Por Ilka Oliva Corado*
Cheguei aos “campos do lago”, assim são chamados os campos de futebol que estão em frente à praia da Rua Montrose, e minha grande surpresa foi ver times mistos de meninas e meninos; não pude conter o pranto pela emoção, aquele instante para mim foi catártico. Na minha infância, tinha crescido brigando com moleques, desafiando-os com socos para lutar por meu lugar no campo.
Diziam-me que o futebol não era coisa de meninas, que fosse brincar com bonecas e lavar pratos. Eu em resposta os desafiava e dizia que iam ver que eu não estava brincando; o primeiro que falasse veria o sangue pingar. Foi assim que me tornei especialista em brigas de rua: um soco direto no nariz e voavam os pingos de sangue, o que me assegurava o lugar no time. Dentro do jogo, a coisa era outra, rasteiras a toda hora; ignorada, ninguém queria me passar a bola, ninguém confiava que uma menina pudesse marcar um gol. Fui cavando meu lugar à custa de boladas e pontapés. A vingança eram as técnicas de paredão, até que já não fiquei em último lugar e não puderam “fuzilar-me” com boladas.
Eu apanhava em dobro, porque já sabia da surra que minha mãe daria porque eu pulava a cerca e ia jogar futebol com os moleques, além dos encontrões para ganhar o posto na partida. Mas todo o sacrifício valeu a pena e muito mais a alegria, porque o futebol se converteu na minha paixão. Então, ao terminar o jogo, saía com o sangue quente pelas brigas e ia pra casa, para receber a surra de todos os dias, porque todos os dias, fosse como fosse, eu saía para jogar futebol.
Nesse dia de abril, eu chorei de alegria, com o pranto acumulado de toda uma vida que não pude conter, porque essas meninas não tinham que brigar para jogar futebol e, além do mais, em equipes mistas, coisa que eu nunca havia visto na Guatemala.
Uma parte de mim sentiu-se realizada. Depois de 15 anos vivendo nos Estados Unidos ainda não me acostumei: cada vez que vejo jogos mistos sinto a mesma emoção daquele primeiro dia e fico com os olhos cheios d’água, e lhes grito emocionada: passa a bola! Abra o jogo! Pare! Chute agora! E grito como louca em qualquer gol, como se fosse eu mesma que tivesse feito. É uma emoção indescritível ver meninas jogando futebol e muito mais quando os times são mistos e demonstram que elas de sexo débil não têm nada, porque dão fintas, amortizam, conduzem e anotam com a habilidade, a excelência, a magia e o estilo que não tem nada a ver com o gênero.
Como árbitra, tampouco o caminho foi fácil. Creio que sofri muito mais que como jogadora, porque ser autoridade e fazer valer o regulamento em um jogo de homens era desafiar o machismo e os estereótipos. E a única forma de demonstrar minha capacidade era agindo de acordo com a lei e, para isso, tinha que saber o regulamento de ponta a ponta e, além disso, entender o jogo e marcar uma falta no instante preciso. Ser árbitro não é qualquer coisa, é preciso saber aplicar o regulamento. Jamais vão perdoar a um árbitro uma falta mal marcada e um cartão que não foi dado a tempo.

···

Tarefas a realizar ▸
• 1. Extraia do relato sobre futebol, sem nenhuma alteração, a passagem que começa nas palavras "Eu apanhava em" e termina logo após "visto na Guatemala.".
• 2. Dê continuidade ao relato sobre futebol a partir da última frase apresentada.
As entradas que vêm a seguir são material à parte, independente do relato sobre futebol.

Entradas de dados:

···

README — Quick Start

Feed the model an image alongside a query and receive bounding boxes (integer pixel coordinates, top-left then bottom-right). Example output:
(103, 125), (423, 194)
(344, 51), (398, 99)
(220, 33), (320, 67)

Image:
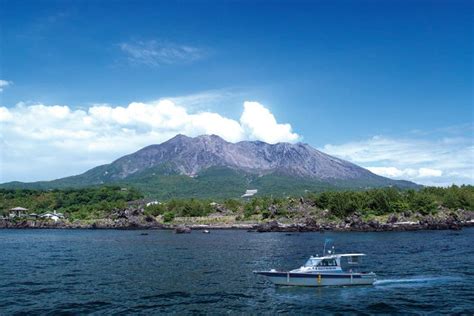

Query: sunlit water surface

(0, 229), (474, 314)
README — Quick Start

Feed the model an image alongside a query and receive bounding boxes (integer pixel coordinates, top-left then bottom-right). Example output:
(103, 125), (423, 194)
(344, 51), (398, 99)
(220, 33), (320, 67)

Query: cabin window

(318, 259), (337, 267)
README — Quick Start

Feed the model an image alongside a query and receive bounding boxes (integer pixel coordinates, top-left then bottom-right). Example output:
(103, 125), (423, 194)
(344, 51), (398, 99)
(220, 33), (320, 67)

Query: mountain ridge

(0, 134), (418, 196)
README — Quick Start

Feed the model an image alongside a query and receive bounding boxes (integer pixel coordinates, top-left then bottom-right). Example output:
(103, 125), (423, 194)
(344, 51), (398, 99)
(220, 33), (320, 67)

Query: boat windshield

(304, 258), (320, 267)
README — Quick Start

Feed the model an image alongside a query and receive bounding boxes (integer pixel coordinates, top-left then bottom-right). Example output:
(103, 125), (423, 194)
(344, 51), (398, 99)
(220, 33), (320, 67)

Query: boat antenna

(323, 238), (331, 256)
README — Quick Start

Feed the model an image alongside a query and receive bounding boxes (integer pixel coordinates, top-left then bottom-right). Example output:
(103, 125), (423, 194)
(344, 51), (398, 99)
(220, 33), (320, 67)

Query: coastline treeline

(0, 185), (474, 221)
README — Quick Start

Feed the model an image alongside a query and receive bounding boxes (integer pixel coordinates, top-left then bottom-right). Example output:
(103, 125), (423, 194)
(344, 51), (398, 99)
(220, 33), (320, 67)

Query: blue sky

(0, 0), (474, 185)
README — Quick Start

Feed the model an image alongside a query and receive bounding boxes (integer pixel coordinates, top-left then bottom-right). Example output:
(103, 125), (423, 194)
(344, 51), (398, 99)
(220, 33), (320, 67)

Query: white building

(241, 190), (258, 198)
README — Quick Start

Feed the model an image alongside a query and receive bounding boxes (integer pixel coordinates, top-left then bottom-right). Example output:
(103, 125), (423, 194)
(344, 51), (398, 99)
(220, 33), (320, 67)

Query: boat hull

(255, 271), (376, 286)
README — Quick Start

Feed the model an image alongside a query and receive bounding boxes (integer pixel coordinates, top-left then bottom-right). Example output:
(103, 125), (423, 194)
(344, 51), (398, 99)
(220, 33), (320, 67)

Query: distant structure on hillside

(10, 206), (28, 217)
(241, 190), (258, 198)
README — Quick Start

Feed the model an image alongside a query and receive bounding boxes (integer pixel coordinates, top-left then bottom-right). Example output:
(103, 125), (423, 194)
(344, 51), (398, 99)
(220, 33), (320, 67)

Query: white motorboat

(254, 243), (377, 286)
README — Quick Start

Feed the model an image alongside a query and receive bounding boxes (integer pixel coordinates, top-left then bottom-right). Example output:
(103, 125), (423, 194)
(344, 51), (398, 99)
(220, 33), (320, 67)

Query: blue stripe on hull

(257, 272), (362, 279)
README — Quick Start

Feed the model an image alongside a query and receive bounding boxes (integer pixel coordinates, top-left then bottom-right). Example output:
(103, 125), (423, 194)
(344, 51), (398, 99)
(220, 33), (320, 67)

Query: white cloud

(321, 135), (474, 185)
(367, 167), (443, 179)
(119, 40), (205, 66)
(240, 101), (299, 143)
(0, 79), (13, 92)
(0, 98), (298, 182)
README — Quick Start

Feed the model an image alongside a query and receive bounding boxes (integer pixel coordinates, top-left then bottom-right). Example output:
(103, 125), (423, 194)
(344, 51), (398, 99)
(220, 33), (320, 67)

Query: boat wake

(374, 277), (459, 286)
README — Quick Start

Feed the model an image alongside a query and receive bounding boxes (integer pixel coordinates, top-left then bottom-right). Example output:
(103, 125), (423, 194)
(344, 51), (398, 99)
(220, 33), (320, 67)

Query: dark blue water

(0, 229), (474, 314)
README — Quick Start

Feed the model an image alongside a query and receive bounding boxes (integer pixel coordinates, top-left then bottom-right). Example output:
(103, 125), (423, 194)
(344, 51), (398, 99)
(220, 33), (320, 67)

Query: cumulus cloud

(0, 99), (298, 182)
(367, 167), (443, 179)
(119, 40), (205, 66)
(240, 101), (299, 143)
(0, 79), (13, 92)
(322, 135), (474, 186)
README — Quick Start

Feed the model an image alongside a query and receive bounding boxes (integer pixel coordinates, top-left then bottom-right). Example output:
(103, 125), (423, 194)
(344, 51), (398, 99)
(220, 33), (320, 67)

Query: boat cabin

(302, 253), (365, 271)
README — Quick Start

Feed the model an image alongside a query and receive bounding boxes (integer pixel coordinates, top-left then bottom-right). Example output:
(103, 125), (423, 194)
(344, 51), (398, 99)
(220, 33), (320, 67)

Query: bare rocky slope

(2, 135), (417, 197)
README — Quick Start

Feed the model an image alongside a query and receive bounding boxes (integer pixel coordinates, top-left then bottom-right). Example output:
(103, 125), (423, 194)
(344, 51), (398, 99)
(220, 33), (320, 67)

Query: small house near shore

(241, 190), (258, 198)
(10, 206), (28, 217)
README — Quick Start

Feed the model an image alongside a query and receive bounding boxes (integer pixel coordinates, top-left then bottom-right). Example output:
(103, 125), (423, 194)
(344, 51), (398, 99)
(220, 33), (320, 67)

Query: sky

(0, 0), (474, 186)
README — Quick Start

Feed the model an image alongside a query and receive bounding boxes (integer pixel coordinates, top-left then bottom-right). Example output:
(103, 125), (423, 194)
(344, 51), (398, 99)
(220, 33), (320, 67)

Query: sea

(0, 228), (474, 315)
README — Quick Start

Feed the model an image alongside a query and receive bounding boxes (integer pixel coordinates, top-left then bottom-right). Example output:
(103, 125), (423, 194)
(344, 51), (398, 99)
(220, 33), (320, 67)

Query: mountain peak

(0, 134), (417, 196)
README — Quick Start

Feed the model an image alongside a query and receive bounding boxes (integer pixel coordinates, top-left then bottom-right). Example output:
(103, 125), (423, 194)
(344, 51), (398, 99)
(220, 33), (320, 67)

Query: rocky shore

(0, 206), (474, 233)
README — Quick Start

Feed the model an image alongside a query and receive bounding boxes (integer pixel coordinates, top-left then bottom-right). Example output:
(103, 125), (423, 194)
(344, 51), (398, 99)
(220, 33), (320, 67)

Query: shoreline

(0, 219), (474, 233)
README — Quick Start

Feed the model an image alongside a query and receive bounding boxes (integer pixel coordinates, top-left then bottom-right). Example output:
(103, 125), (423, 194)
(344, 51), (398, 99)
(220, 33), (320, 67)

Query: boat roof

(311, 253), (366, 259)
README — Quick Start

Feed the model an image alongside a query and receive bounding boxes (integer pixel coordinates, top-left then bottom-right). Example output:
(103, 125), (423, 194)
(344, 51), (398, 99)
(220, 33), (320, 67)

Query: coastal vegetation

(0, 185), (474, 223)
(0, 186), (143, 220)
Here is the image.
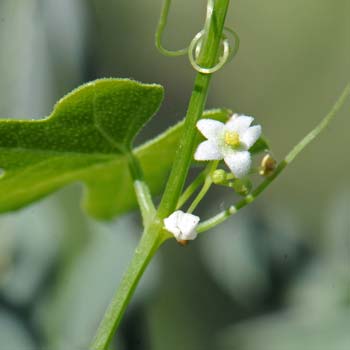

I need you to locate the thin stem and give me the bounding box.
[187,161,219,213]
[197,84,350,232]
[90,222,165,350]
[158,0,230,218]
[128,151,156,228]
[176,170,206,209]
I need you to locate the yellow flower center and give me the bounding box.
[225,131,240,147]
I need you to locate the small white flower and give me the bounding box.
[164,210,199,241]
[194,114,261,178]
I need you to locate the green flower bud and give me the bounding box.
[232,178,253,196]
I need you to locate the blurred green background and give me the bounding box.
[0,0,350,350]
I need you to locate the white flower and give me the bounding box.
[164,210,199,241]
[194,114,261,178]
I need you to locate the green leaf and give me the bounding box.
[0,79,163,218]
[0,96,268,219]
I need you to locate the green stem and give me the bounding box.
[176,170,206,209]
[91,0,229,350]
[90,222,166,350]
[128,151,156,228]
[158,0,230,218]
[197,84,350,232]
[187,161,219,213]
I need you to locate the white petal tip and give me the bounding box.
[164,210,200,241]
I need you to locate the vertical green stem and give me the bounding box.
[158,0,230,218]
[91,0,230,350]
[90,222,164,350]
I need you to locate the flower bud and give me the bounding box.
[231,178,253,196]
[259,154,277,176]
[211,169,227,185]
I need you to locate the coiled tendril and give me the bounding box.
[155,0,240,74]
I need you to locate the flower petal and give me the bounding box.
[194,140,223,160]
[164,210,183,237]
[178,213,199,240]
[164,210,200,241]
[240,125,261,149]
[196,119,224,139]
[224,151,252,178]
[225,114,254,136]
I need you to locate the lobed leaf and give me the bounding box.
[0,79,266,219]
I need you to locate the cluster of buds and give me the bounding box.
[164,114,276,244]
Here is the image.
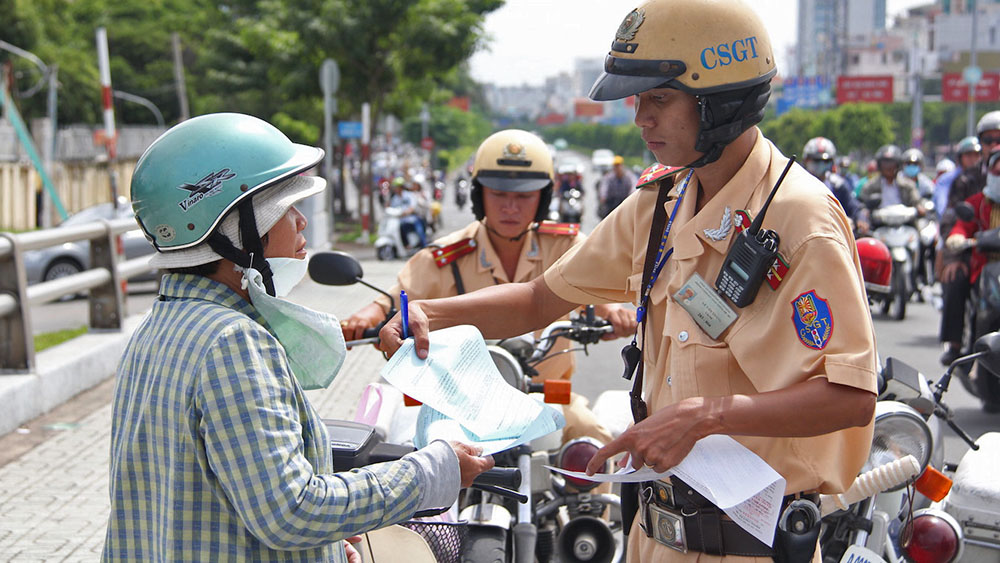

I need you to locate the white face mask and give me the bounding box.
[267,258,309,297]
[983,174,1000,203]
[243,266,347,389]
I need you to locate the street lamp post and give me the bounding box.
[0,39,66,228]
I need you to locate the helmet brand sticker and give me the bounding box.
[503,143,528,160]
[177,168,236,212]
[153,224,177,242]
[615,8,646,41]
[792,289,833,350]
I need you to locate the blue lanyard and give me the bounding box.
[633,170,694,324]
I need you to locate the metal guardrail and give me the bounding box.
[0,219,155,374]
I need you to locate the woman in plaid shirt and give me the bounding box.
[103,114,493,562]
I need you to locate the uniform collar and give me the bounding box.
[673,132,772,260]
[476,219,542,283]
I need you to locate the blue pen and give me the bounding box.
[399,291,410,340]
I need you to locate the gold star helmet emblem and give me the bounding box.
[615,8,646,41]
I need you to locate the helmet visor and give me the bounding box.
[590,55,687,101]
[475,170,552,192]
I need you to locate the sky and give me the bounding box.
[470,0,931,86]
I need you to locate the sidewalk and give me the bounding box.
[0,260,402,562]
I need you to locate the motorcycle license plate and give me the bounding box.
[840,545,886,563]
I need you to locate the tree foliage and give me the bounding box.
[0,0,503,142]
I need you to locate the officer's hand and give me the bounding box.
[375,301,430,360]
[344,536,364,563]
[941,261,969,283]
[451,442,493,488]
[587,397,703,475]
[340,303,385,340]
[594,305,636,340]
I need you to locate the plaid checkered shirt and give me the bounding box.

···

Conjunto de respostas ▸
• 1.
Eu apanhava em dobro, porque já sabia da surra que minha mãe daria porque eu pulava a cerca e ia jogar futebol com os moleques, além dos encontrões para ganhar o posto na partida. Mas todo o sacrifício valeu a pena e muito mais a alegria, porque o futebol se converteu na minha paixão. Então, ao terminar o jogo, saía com o sangue quente pelas brigas e ia pra casa, para receber a surra de todos os dias, porque todos os dias, fosse como fosse, eu saía para jogar futebol.
Nesse dia de abril, eu chorei de alegria, com o pranto acumulado de toda uma vida que não pude conter, porque essas meninas não tinham que brigar para jogar futebol e, além do mais, em equipes mistas, coisa que eu nunca havia visto na Guatemala.

• 2.
No dia 10 de março, sábado, mais sonolenta que acordada, depois de ver um filme, mudei de canal e na Univision estavam passando um jogo da Liga Mexicana: América contra León. Eu não vejo futebol televisionado, mas chamou minha atenção escutar que quem narrava o jogo era uma mulher; no primeiro instante não acreditei, fiquei escutando, porque sei que há mulheres que participam como comentaristas, mas jamais como narradoras. Para narrar futebol é preciso ter uma habilidade de poucos e uma paixão inconfundível. Para narrar um jogo há que viver em tempo real, como vivem os jogadores em campo.
Fiquei escutando enquanto no coração começava a acelerar as palpitações. Está narrando? Perguntei-me. Uma mulher está narrando o jogo? Tornei a me perguntar, emocionada. Tão emocionada como quando vi naquele abril as meninas jogando em times mistos e como quando vi uma mulher receber as Olimpíadas da Grécia, cem anos depois que saíram daquele lugar, quando sabemos que no seu início as mulheres não podiam participar nem como espectadoras e muito menos nas disciplinas esportivas.
Repito, não vejo futebol televisionado, mas no sábado, 10 de março, fiquei grudada no televisor, deleitando-me com a qualidade de Íris Cisneros, jovem de 28 anos, mexicana, de pais salvadorenhos, que há pouco tempo forma parte da equipe de Univisión Deportes. A quem aplaudo por ser a primeira mulher de língua espanhola a narrar um jogo de futebol em Estados Unidos, não sei se no continente Americano, mas é a primeira vez que escuto a uma mulher narrando uma partida de futebol de homens de liga maior. Que tenha sido no jogo do América, resultou uma plataforma extraordinária para que sua estreia chegasse a milhares de lares.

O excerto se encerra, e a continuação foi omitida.